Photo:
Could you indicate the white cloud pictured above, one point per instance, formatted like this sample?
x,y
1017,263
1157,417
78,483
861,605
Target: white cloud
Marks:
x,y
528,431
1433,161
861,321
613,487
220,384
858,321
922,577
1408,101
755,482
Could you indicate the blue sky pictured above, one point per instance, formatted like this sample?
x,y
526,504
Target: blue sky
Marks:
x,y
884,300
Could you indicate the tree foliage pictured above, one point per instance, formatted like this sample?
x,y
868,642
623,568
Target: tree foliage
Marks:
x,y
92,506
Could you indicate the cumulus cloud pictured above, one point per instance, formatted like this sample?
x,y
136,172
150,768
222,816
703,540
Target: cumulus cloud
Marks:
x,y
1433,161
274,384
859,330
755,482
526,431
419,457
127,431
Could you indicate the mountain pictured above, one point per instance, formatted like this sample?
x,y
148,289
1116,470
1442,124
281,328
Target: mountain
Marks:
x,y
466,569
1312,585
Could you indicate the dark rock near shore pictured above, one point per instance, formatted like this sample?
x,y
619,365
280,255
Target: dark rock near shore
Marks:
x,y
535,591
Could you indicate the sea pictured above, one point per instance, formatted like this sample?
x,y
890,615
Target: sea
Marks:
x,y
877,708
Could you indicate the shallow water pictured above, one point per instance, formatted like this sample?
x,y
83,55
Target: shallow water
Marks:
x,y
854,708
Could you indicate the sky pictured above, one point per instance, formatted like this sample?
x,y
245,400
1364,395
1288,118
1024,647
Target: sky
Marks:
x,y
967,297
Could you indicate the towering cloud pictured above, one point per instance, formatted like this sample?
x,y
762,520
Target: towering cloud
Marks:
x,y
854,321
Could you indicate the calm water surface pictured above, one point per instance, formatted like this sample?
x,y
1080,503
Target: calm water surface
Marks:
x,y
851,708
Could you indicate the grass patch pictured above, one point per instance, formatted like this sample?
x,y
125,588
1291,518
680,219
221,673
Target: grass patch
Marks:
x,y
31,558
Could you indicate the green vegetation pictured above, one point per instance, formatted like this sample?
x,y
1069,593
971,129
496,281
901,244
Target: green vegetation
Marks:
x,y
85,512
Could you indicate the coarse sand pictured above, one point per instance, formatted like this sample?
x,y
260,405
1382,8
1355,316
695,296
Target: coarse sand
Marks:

• [What needs to be done]: Give every line of the listing above as a numbered list, from the line containing "Could you indicate the green" through the final line of the listing, both included, with blank lines left out.

• [Written solution]:
1. Could you indicate the green vegetation pictured above, one point per instance, formatted like this sample?
2. x,y
3. 1069,593
4. 971,129
5. 496,281
6. 901,244
7. Target: green vegetation
8. Marks:
9. x,y
10. 85,512
11. Could you indicate the coarse sand pictured above, one point per instance, formatted like this sample?
12. x,y
13. 260,405
14. 1382,8
15. 1355,316
16. 695,296
17. Target: coarse sand
18. Marks:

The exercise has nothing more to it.